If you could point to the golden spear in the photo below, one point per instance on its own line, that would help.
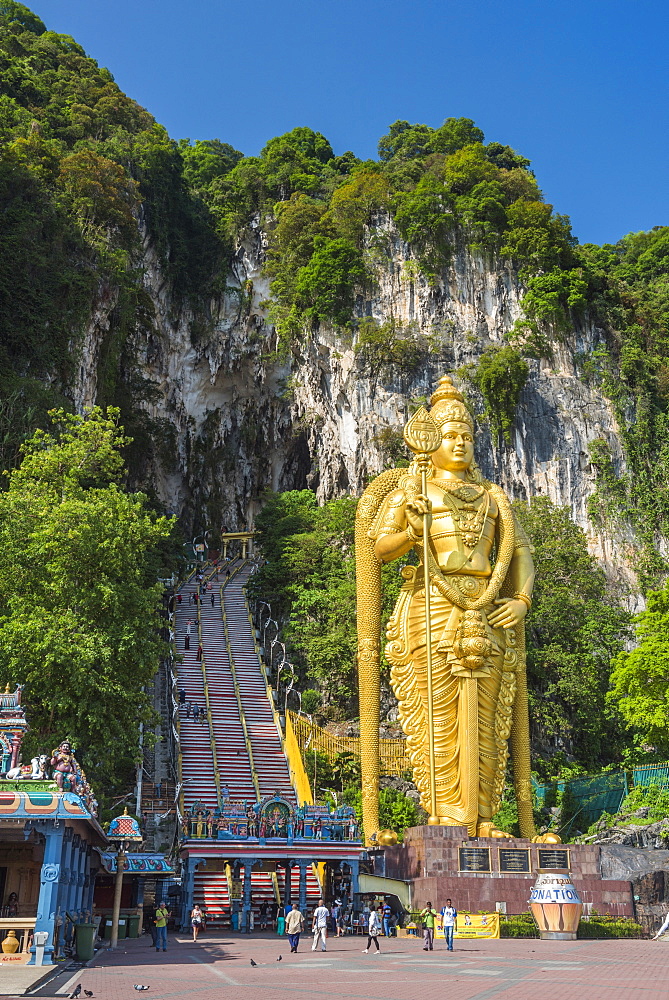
(423, 438)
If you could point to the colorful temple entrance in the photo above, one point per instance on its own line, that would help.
(250, 833)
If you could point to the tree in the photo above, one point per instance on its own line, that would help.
(308, 577)
(573, 630)
(640, 678)
(79, 625)
(500, 377)
(325, 286)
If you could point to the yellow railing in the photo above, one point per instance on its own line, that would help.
(310, 737)
(293, 752)
(235, 683)
(205, 684)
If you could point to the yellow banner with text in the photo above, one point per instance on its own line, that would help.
(475, 925)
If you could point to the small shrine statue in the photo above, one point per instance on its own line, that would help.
(64, 766)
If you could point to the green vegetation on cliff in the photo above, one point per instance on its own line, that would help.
(88, 178)
(573, 630)
(80, 624)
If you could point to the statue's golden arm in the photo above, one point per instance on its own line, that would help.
(511, 612)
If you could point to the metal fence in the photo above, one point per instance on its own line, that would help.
(394, 759)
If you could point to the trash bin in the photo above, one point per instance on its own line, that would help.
(85, 941)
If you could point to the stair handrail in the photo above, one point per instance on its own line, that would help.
(291, 751)
(210, 719)
(179, 798)
(235, 684)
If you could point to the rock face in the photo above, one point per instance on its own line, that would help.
(232, 418)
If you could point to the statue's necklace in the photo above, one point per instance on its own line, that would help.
(470, 518)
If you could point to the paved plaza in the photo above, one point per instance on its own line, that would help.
(219, 967)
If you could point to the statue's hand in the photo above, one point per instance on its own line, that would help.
(509, 614)
(416, 510)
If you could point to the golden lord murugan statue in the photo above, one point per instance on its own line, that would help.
(457, 651)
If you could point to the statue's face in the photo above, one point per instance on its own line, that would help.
(456, 452)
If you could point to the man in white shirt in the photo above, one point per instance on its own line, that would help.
(320, 926)
(449, 915)
(663, 929)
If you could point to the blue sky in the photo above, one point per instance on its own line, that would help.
(581, 88)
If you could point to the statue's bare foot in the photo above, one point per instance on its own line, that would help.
(488, 829)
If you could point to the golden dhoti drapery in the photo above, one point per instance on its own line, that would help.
(472, 707)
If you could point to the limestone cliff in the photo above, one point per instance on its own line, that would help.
(237, 419)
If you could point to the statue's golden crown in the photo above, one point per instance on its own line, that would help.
(448, 404)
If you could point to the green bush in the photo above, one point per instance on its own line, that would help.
(597, 926)
(601, 926)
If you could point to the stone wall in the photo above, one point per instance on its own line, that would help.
(429, 859)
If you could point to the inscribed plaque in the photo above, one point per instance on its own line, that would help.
(474, 859)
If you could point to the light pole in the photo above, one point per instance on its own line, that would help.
(123, 831)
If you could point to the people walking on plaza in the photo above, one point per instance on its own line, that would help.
(294, 927)
(373, 928)
(449, 917)
(387, 918)
(320, 926)
(427, 917)
(162, 916)
(196, 920)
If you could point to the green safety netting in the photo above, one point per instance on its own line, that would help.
(652, 774)
(590, 796)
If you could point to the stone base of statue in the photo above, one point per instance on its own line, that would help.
(488, 873)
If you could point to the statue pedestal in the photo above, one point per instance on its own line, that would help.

*TASK DETAILS*
Reproduce exactly the line that holds "If you could point to the blue", then every line after it, ending with the final line of the records above.

*CORRECT RESPONSE*
If you could point to the blue sky in the photo above, one point per instance on its own line, that would help.
(581, 88)
If you could point to the statue's bare foot in the photo above, one point per instance on its own line, that would help.
(488, 829)
If you could point to the golden dhoti drapery in the photo above, one point per instance on its own line, that would help.
(472, 707)
If you could point to the limestone cliff in the photo above, one point per instance on its own line, that would help.
(237, 419)
If you could point to the statue's golden crown in the photo above, one point per instance on its own line, that would help.
(448, 404)
If you could point to the green bush in the photo above, one point per instance on its own line, that would help.
(597, 926)
(601, 926)
If you could point to the stone wall in the photo above, one point per instance on its own line, that would help.
(429, 859)
If you could point to the inscribed plaque in the photo above, one point per instance on its own line, that would help.
(474, 859)
If you could point to the light pole in the photo above, one point per instance on its own line, that would help.
(123, 831)
If you could point to the people walking on plaza in the photo above, one point per instance on its own line, that would help.
(294, 927)
(373, 928)
(449, 917)
(387, 918)
(320, 926)
(427, 917)
(162, 916)
(196, 920)
If you could point to the green safety netting in the photo above, one point per instance on its own line, that would help.
(652, 774)
(590, 796)
If you could point to the stone base of statue in the photo above, one point per instance on its own line, that would help.
(488, 873)
If you could point to the statue pedestal in the photo above, one point per instance on its own line, that would help.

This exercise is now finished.